TASK STATEMENT - Nothing in the entries may be altered; copy them in full.

SUPPLIED DATA -
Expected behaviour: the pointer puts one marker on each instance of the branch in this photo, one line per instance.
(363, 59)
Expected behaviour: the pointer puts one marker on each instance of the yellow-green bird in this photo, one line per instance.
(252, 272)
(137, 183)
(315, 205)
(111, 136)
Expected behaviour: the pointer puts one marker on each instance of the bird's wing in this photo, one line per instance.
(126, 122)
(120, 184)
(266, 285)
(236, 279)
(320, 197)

ANSWER TO THIS TASK -
Expected behaviour: the pointer puts one marker on each instance of the branch in this photo, one line per instance.
(363, 59)
Expected behaviour: the pointer puts one marker on each instance of the yellow-green bird in this photo, one line per instance.
(252, 272)
(137, 183)
(315, 205)
(111, 136)
Expected behaviour: the pointer puts one marker on each instance of the bird's wing in this photo, one line per instance.
(126, 122)
(120, 184)
(266, 285)
(236, 279)
(320, 197)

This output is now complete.